Available records:
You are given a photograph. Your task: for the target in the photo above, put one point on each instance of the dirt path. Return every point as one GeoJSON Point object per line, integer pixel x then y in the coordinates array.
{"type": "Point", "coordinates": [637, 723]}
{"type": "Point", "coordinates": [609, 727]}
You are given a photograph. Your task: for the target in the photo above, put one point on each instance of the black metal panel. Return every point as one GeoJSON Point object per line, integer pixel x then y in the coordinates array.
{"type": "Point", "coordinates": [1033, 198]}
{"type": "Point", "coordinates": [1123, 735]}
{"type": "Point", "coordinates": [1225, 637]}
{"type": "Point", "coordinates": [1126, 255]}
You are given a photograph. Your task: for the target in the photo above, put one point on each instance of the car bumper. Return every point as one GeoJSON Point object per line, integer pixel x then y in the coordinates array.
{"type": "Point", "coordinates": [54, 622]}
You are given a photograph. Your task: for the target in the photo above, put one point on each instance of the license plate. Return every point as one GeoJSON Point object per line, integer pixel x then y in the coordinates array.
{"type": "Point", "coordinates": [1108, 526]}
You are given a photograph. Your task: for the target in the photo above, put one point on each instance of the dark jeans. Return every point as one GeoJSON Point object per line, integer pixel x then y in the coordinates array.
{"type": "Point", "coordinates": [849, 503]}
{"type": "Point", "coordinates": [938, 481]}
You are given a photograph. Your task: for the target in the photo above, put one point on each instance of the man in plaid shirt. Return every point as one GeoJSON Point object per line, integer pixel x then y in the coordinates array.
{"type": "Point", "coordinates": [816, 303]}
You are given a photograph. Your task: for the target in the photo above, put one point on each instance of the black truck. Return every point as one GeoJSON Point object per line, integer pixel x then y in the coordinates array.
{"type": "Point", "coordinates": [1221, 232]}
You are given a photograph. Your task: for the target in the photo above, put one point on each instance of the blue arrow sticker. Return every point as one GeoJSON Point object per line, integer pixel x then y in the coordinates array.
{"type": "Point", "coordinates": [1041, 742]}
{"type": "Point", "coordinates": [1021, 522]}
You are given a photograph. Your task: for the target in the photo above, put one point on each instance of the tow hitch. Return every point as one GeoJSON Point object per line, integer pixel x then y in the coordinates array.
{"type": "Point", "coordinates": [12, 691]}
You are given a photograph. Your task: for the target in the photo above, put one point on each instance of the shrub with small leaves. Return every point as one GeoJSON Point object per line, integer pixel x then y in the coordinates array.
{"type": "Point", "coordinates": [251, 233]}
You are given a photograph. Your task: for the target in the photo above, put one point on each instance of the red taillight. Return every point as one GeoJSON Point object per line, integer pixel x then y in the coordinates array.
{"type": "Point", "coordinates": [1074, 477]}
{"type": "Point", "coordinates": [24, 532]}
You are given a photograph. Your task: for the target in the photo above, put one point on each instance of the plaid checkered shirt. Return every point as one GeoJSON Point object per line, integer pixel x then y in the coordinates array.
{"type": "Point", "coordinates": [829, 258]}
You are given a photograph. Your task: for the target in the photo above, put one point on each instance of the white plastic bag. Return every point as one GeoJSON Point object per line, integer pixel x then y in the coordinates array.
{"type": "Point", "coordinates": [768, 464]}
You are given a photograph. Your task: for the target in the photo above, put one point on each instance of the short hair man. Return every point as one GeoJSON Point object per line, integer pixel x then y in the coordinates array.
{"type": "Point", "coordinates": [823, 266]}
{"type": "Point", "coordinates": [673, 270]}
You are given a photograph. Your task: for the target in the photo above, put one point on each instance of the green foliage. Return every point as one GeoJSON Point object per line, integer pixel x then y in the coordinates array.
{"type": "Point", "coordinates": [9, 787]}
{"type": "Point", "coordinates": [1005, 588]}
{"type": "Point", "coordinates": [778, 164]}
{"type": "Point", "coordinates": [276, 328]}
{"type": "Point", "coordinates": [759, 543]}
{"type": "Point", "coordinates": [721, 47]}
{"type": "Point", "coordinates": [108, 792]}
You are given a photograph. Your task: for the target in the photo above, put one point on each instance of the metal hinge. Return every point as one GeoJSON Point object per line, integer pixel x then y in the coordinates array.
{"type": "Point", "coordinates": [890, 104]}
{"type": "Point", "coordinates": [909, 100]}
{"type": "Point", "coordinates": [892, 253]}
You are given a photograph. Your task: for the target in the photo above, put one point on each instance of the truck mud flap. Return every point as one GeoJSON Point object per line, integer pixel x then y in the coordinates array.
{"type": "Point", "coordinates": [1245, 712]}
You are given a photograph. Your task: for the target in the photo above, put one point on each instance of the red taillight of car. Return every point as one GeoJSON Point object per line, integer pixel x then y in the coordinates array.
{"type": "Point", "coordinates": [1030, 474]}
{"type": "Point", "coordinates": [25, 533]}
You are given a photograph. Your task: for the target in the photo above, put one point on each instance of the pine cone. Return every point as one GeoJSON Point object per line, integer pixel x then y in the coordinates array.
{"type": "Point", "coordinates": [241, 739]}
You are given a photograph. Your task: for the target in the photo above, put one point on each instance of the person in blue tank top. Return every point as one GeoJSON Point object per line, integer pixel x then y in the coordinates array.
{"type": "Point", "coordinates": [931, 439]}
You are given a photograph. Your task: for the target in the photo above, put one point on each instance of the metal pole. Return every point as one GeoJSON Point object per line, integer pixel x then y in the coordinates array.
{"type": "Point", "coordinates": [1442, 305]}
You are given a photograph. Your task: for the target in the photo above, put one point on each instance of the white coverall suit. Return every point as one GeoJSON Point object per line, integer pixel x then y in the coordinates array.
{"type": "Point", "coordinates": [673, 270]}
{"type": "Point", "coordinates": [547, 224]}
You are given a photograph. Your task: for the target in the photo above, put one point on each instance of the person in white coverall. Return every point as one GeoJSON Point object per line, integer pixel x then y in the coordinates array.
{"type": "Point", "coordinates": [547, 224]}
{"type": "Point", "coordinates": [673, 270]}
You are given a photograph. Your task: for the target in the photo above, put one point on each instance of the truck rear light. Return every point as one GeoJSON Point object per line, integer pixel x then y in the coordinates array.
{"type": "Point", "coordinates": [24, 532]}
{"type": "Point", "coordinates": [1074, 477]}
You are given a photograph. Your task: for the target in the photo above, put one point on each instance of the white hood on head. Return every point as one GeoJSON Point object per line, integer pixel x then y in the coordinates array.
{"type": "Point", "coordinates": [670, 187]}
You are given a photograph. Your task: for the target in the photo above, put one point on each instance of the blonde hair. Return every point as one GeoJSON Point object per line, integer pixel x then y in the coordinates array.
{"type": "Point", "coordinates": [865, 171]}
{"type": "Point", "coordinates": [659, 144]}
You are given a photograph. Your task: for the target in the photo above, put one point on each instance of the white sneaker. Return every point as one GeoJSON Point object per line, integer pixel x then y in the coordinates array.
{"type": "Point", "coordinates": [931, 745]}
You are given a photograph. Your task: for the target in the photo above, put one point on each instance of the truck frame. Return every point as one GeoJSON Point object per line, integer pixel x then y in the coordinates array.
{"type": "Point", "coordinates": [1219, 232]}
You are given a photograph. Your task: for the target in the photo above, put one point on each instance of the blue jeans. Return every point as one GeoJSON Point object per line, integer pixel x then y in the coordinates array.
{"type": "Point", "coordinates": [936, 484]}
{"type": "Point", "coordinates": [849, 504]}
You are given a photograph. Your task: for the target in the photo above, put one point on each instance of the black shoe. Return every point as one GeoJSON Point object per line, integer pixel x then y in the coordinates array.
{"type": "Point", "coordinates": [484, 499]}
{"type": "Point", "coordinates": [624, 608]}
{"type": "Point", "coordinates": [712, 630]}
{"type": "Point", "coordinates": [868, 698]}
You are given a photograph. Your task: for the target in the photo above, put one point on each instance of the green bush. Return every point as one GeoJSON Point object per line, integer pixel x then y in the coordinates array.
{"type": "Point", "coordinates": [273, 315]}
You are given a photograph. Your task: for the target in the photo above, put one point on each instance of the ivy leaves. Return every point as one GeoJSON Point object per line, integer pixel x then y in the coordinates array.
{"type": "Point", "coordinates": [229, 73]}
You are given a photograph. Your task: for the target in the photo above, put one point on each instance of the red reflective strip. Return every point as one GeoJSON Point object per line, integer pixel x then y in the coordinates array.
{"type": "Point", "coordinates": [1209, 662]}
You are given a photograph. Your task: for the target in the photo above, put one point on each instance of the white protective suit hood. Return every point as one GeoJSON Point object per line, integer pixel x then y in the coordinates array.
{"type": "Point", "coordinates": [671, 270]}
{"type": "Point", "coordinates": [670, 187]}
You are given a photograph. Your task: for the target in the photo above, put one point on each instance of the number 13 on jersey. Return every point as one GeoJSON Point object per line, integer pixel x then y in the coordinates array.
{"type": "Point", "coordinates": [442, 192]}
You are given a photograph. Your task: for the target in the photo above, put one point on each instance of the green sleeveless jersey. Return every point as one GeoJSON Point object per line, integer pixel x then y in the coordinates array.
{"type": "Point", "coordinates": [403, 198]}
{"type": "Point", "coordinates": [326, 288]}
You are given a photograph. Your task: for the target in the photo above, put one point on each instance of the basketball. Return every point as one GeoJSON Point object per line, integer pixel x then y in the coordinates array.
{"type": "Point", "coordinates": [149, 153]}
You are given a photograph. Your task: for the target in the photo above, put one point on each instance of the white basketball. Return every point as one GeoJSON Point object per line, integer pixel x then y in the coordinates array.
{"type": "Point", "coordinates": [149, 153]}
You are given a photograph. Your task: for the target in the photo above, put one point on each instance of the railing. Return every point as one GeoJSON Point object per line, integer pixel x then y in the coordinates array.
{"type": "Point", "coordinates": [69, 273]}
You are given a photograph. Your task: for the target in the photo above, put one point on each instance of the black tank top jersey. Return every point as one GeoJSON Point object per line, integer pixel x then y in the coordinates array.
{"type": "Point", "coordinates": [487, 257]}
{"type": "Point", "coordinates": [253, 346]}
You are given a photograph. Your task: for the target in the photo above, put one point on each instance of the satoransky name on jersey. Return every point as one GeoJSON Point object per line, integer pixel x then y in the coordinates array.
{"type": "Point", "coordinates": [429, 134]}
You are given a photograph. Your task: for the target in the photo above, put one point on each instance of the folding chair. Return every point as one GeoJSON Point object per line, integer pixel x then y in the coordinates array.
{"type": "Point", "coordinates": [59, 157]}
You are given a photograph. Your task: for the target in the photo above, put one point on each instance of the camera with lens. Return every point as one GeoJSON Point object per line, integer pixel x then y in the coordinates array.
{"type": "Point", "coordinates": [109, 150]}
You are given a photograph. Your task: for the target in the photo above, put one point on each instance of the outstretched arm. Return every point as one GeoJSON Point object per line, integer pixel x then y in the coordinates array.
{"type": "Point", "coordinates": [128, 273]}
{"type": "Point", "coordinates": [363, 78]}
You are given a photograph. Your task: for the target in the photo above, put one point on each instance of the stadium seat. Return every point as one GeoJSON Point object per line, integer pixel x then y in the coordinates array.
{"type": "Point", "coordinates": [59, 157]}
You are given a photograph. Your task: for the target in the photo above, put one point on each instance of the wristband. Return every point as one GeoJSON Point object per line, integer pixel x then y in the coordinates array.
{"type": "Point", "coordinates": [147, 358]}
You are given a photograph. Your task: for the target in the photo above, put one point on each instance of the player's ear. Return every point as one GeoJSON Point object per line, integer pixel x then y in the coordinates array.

Directions for this task:
Starting with the line that contains "of the camera", write out each line through the end of the listing, exactly as it appears, and include nothing else.

Result of this exercise:
You are given a photograph. Your task: for the target in the photo above, put one point on each instance of the camera with lens. Return every point as one GeoJSON Point object per line, integer pixel x then y in the coordinates array.
{"type": "Point", "coordinates": [109, 150]}
You are given a photograph. Your task: for the target in the photo above, put one point on each instance of the outstretched arm. Return every point as one GeoJSON Point object per line, integer pixel x then y in the coordinates array.
{"type": "Point", "coordinates": [128, 273]}
{"type": "Point", "coordinates": [363, 78]}
You are given a photograph. Your task: for the target in the photo above, put one point on each instance of the stadium seat. Return every point as one GeoJSON Point object per line, integer pixel x then y in the coordinates array.
{"type": "Point", "coordinates": [59, 157]}
You are given a photograph. Your task: for the target in the photo above, put one point on each instance of the wristband. Return every point as one GeoJSON Point object per line, integer pixel x then y in the coordinates array.
{"type": "Point", "coordinates": [147, 358]}
You are given a photograph. Your task: for the target in the photo above, put one point on each instance of the player's ear. Return every point as one GeoJSON Point object per line, integer pixel x then y in the coordinates array.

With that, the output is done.